:: WHAT IS BEING ASKED ::
The full set of records below is to be reproduced without a single alteration.

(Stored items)
++++++++++

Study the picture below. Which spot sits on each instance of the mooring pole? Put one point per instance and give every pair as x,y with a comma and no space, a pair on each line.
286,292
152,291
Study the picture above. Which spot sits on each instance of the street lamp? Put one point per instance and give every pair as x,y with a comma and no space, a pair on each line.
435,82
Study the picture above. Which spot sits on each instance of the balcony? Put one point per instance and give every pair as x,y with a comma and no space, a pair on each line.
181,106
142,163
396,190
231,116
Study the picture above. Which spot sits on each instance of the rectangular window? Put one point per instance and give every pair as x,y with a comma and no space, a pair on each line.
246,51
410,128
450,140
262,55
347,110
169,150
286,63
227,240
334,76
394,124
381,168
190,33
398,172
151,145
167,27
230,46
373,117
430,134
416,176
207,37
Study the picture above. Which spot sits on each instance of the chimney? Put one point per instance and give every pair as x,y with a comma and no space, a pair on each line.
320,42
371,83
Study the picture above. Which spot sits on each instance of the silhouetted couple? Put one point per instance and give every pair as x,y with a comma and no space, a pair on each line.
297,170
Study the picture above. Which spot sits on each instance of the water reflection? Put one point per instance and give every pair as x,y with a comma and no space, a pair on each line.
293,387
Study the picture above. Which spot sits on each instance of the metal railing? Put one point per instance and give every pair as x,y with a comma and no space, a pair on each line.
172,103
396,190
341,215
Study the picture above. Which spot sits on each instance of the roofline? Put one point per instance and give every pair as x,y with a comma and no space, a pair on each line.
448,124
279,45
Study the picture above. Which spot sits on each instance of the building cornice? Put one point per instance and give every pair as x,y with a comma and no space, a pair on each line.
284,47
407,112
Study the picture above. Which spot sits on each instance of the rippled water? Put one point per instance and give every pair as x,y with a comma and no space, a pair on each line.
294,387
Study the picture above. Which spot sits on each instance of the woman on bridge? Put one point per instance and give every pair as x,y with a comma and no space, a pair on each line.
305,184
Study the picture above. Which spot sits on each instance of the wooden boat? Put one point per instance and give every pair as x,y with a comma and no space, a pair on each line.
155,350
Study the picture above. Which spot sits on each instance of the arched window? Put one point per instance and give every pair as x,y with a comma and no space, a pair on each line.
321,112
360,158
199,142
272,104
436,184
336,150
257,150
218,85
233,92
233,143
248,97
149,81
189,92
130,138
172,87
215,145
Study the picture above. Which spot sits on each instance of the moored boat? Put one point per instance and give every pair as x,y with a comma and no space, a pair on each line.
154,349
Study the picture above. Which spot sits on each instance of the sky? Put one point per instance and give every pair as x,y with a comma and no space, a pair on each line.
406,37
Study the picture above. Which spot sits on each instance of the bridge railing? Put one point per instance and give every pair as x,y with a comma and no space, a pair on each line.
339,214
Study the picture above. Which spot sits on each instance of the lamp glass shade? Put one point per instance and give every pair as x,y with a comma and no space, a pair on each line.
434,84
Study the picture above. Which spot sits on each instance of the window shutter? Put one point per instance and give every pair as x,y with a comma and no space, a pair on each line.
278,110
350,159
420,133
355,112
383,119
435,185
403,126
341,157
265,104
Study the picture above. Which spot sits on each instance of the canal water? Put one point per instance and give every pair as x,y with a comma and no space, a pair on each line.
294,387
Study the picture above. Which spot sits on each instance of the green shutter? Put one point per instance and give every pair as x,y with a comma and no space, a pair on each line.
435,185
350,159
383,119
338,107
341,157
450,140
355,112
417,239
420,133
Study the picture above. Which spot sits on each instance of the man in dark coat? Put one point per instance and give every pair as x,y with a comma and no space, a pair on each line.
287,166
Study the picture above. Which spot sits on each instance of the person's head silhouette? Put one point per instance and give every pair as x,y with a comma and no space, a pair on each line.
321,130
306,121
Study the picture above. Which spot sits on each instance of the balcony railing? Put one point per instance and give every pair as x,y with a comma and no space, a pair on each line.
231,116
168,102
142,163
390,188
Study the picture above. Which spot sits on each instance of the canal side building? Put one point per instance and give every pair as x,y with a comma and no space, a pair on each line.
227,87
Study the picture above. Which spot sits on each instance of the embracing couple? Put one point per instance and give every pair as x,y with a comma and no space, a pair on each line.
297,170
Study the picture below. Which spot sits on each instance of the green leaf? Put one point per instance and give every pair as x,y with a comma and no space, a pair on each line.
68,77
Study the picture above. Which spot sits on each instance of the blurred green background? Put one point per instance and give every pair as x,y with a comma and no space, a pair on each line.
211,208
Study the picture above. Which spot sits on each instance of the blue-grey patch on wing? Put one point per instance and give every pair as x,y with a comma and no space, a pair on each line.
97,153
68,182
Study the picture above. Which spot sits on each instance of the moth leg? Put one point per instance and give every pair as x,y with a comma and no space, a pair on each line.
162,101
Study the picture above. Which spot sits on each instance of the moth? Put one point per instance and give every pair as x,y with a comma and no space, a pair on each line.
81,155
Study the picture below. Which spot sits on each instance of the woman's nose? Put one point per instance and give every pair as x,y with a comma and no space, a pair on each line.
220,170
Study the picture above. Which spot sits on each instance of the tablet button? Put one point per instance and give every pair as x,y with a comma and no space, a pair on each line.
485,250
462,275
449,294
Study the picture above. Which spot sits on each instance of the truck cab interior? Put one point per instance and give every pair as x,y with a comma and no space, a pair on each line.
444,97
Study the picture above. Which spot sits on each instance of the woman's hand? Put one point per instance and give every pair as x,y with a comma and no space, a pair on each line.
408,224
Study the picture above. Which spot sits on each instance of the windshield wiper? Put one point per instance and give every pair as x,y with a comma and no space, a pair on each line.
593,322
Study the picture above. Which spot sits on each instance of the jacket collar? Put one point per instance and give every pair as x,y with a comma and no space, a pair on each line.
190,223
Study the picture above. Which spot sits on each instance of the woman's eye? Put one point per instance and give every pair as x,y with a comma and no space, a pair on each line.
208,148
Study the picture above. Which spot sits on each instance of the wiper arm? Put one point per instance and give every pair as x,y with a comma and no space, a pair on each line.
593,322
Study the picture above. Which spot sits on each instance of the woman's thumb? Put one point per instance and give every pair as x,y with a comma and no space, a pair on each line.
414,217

++++++++++

:: WRITTEN ANSWER ::
Study the picture below. Which spot sits on each instance of the mooring pole? Put one point per instance and give every pair as x,y with a comma and no space, a pair on each line.
286,292
152,291
Study the picture above. Which spot sits on each instance of the street lamp? Put one point per instance and give every pair as x,y with a comma and no space, a pair on each line.
435,82
Study the picture above. Which spot sits on each instance of the balcony? Put one point per instance and give every pair as x,y with a comma and no space, a pair on each line.
181,106
142,163
396,190
231,116
Study the picture above. Which spot sits on each instance of the rectangular window? Put one point per instance and give every pair as x,y with a comma and no space, a pair on each line.
246,51
410,128
450,140
262,55
347,110
169,150
286,63
227,240
334,76
394,124
381,168
190,33
398,172
151,145
167,27
230,46
373,117
430,134
416,176
207,37
Study the picture above. Which spot sits on each instance of the chimney? Put one point per instance and give every pair as x,y with a comma and no space, a pair on each line.
320,42
371,83
Study the picture above. Which spot sits on each instance of the silhouetted couple? Put one point per instance and give every pair as x,y with a comma and no space, a pair on each line.
297,170
Study the picture above. Which spot sits on each instance of the water reflection? Put one point per instance and give every pair as x,y with a comma and no space, a pair on each line.
293,387
Study the picture above. Which spot sits on each instance of the metal railing? Put one point per instance and give every pair as x,y with a comma and no space, a pair on each line.
172,103
396,190
341,215
Study the picture above. Which spot sits on each instance of the roofline? Put one point per instance and give every pair as x,y with a comma and no space, a pair on each line.
448,124
279,45
Study the picture above. Which spot sits on each instance of the building cornice? Put one point per instance and give every pair as x,y with a comma and no space, a pair on each line.
284,47
407,112
Study the picture above. Which spot sits on each instance of the rippled water? Put one point per instance and give every pair as x,y with a comma and no space, a pair on each line.
294,387
Study the picture above. Which spot sits on each instance of the woman on bridge? Put one point per instance and give every pair as x,y with a comma and no space, a pair on each line.
305,184
Study the picture above. Which spot sits on each instance of the wooden boat? Put one point per instance and give every pair as x,y with a comma and no space, a pair on each line.
155,350
Study the picture above. Which spot sits on each instance of the arched window? Put one point per instance and give every pair as x,y with a comma and no space, a pair on each line.
321,112
360,158
199,142
272,104
436,184
336,150
257,150
218,85
233,92
233,143
248,97
149,81
189,92
130,138
172,87
215,145
Study the picture above. Which spot sits on each instance of the moored boat? Put one point per instance and give every pair as x,y with a comma and no space, a pair on each line.
154,349
Study the picture above. Which spot sits on each instance of the sky? Put one point per instance and give every pair as x,y with a comma and no space, a pair on each line.
406,37
Study the picture above. Which spot sits on each instance of the bridge railing? Put one point per instance and give every pair as x,y with a comma and no space, a pair on each line.
339,214
Study the picture above. Which spot sits on each instance of the lamp glass shade? Put one point per instance and give every pair as x,y with a comma and no space, a pair on each line.
434,84
Study the picture above. Which spot sits on each instance of the window shutter? Put one point per instance and give every pair as x,y with a comma and no space, a pair on each line.
278,110
350,159
420,133
355,112
383,119
435,185
403,126
341,157
265,104
Study the picture above. Which spot sits on each instance of the canal water? Put one point per instance and give every pair as x,y with a comma and no space, a pair on each line.
294,387
Study the picture above. Which spot sits on each instance of the green shutter? Put one point per instance and give every pair as x,y with a comma and no space, a pair on each line.
435,185
350,159
383,119
338,107
341,157
450,140
355,112
417,239
420,133
Study the picture above. Which spot sits on each instance of the man in dark coat? Put one point per instance and give every pair as x,y with a comma and no space, a pair on each line.
287,166
Study the picture above. Which spot sits on each instance of the person's head silhouette? Put one point per instance and give every pair as x,y with a comma and no space, a pair on each line.
321,130
306,121
Study the picture above. Which spot sits on each instance of the balcony railing? Put one point per instance and give every pair as x,y with a comma and no space, a pair on each line.
231,116
168,102
142,163
390,188
Study the picture above. Which spot sits on each instance of the canal side building? Put one point per instance and give every pair as x,y with a comma and no space, a pair on each line.
227,87
Study the picture above. Which spot sits on each instance of the embracing couple? Put one point per instance and give every pair as x,y with a comma and no space, a pair on each line.
297,170
Study the picture below. Which spot sits on each instance of the green leaf? Put one point per instance and give every pair as x,y with a comma and no space, a pair on each line.
68,77
Study the picture above. Which spot sits on each instance of the blurred green background? Put one point per instance and give every pair as x,y with a comma and no space, a pair on each line.
211,208
Study the picture above. Which spot sits on each instance of the blue-grey patch on wing? Put one point per instance and give every pair as x,y with a comma and no space, a pair on each line.
97,153
68,182
Study the picture above. Which spot sits on each instance of the moth leg? Put one point per instance and give every pair as x,y with a comma and no space, a pair on each line.
162,101
Study the picture above. Which spot sits on each instance of the moth? Put one point per instance and give every pair as x,y with a comma and no space, a pair on each line.
81,155
Study the picture below. Which spot sits on each instance of the woman's nose? Put one point per instance and give every pair as x,y with a comma and no space, a pair on each line.
220,170
Study the picture above. Which spot sits on each instance of the tablet button? Put one point per instance and give every pair as x,y with a comma and no space, a pair on each line.
485,250
462,275
449,294
Study the picture above. Which spot sits on each instance of the truck cab interior? Put one point per instance and give every pair as x,y with a comma and no space, a pair on each line.
444,97
Study the picture above. Which spot sits on each instance of the woman's hand? Put one point per instance and give every pair as x,y with a comma and no space, a pair on each line.
408,224
Study the picture above. Which spot sits on each instance of the windshield wiper? Put one point per instance and give every pair as x,y with a comma and no space, a pair on each line.
593,322
Study the picture above. Which spot sits on each instance of the jacket collar? Put one point per instance and give every pair as x,y with a comma and no space, a pair on each line.
190,223
Study the picture above. Which spot sits on each instance of the woman's eye? Put one point per instance and give every pair as x,y with a comma and no space, a pair on each line.
208,148
Study the picture above. Which spot sits on each instance of the wiper arm? Put one point per instance and give every pair as x,y with a comma and no space, a pair on each line.
593,322
Study the picture above. Which spot sits on each instance of the woman's thumb? Put one point per instance and give every pair as x,y with a comma and no space, a pair on each line.
414,217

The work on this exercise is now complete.